EXTRACT PROVIDED –
I want to see Lenny Cooke get a chance to play in the NBA. He's talented. It's interesting to see how he's going to end up with proper coaching. He should've gone to college though. But, I heard he had problem with his grades.


----------



## 4door (Sep 5, 2005)

Lenny Cooke and Lebron were 1 and 2 when they were prep stars. But I think he got into a bad car accident didn't he? I think he is on the injured reserve in Rockford, but I think he played in China for awhile. I never saw him play.


----------



## Sham (Dec 2, 2002)

4door said:


> Bynum is destroying the NBDL, I think he is leading it in scoring. He was a pretty great player, i would love to see him in the NBA. I think he has a chance, if he was a few inches taller he would be in there for sure. he needs to learn to pass more. I don't know about steve logan, i always thought he was a bit overratted in college. Bynum would be a great call up, I think he is as good/better than pargo.




Rumour has it that the Celtics might, now that they have a free roster spot. Stay tuned.

Location identification entries:
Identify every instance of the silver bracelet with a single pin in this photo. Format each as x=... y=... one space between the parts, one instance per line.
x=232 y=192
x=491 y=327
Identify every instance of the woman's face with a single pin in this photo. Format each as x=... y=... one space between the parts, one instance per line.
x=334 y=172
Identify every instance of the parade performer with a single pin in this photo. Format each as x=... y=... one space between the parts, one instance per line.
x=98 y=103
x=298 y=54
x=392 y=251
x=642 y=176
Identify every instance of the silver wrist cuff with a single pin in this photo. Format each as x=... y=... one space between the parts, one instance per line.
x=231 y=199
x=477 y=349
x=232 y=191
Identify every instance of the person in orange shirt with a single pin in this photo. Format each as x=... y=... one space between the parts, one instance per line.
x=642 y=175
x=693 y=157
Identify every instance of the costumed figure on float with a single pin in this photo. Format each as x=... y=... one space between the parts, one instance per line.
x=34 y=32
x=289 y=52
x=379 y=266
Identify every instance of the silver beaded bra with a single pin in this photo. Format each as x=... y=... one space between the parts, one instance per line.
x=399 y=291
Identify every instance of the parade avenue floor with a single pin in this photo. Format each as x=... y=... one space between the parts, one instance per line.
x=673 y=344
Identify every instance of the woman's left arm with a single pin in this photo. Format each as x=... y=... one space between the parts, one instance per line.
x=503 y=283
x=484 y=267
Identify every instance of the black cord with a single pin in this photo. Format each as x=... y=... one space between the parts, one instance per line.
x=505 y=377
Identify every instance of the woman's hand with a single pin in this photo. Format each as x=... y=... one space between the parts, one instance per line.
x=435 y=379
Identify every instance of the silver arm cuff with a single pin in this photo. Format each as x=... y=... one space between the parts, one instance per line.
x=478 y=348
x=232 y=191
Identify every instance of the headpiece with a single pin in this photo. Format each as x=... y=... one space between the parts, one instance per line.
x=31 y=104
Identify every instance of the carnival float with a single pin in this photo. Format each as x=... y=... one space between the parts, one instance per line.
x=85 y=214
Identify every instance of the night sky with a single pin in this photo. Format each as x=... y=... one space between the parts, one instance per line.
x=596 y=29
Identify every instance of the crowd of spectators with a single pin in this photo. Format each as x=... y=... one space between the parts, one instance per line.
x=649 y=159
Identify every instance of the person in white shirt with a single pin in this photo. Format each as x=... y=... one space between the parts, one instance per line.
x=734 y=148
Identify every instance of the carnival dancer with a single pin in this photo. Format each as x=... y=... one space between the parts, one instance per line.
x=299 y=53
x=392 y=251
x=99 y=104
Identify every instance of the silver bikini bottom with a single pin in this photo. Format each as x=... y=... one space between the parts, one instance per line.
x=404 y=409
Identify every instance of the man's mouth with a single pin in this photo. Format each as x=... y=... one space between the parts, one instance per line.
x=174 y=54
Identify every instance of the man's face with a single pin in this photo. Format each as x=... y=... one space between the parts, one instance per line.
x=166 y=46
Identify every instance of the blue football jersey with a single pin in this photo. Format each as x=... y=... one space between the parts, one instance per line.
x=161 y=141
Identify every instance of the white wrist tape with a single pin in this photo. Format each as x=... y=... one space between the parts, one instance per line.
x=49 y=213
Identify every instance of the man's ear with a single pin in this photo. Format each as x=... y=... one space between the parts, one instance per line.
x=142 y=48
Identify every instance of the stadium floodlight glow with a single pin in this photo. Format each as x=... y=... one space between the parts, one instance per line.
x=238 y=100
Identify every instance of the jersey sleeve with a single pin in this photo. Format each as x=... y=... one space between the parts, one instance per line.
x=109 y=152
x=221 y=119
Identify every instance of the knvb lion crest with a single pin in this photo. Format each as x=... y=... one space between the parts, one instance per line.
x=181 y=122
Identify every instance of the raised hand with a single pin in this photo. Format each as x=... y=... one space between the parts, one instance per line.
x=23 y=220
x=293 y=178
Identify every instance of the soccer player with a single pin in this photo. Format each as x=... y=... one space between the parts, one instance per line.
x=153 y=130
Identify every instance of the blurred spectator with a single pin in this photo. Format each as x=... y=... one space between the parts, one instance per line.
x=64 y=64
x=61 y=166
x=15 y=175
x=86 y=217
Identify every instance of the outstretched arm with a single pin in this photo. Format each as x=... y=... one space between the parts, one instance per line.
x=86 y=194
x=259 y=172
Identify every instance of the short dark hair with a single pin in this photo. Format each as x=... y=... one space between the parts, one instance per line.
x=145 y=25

LIST OF TASKS –
- A) In the basketball forum thread, which team is rumored to be considering Bynum now that it has a free roster spot?
- B) Extend the basketball forum thread about Lenny Cooke and Bynum, picking up after its final post.

ANSWERS FOR THE EXERCISE –
- A) The Celtics.

- B)
----------



## RSP83 (Nov 24, 2002)

4door said:


> Lenny Cooke and Lebron were 1 and 2 when they were prep stars. But I think he got into a bad car accident didn't he? I think he is on the injured reserve in Rockford, but I think he played in China for awhile. I never saw him play.


If I'm not wrong, it was Ronnie Fields who got into a bad car accident. Lenny Cooke I believe didn't have the grade to go to D1 school, and he believed that he was going to be a lottery pick or at least a first round pick. Turns out he was undrafted. He was simply not ready for the NBA. But, sometimes I wonder. If say he's in last year's class of high school player drafted which IMO was one of the most not ready class, would Cooke still end up undrafted? I wouldn't draft CJ Miles and Louis Williams ahead of him. Especially Williams, he's an undersized SG. Unlike Williams, Cooke is a decent sized SG (6'6"). Maybe Cooke is too much of a head case. Another Eddie Griffin waiting to happen.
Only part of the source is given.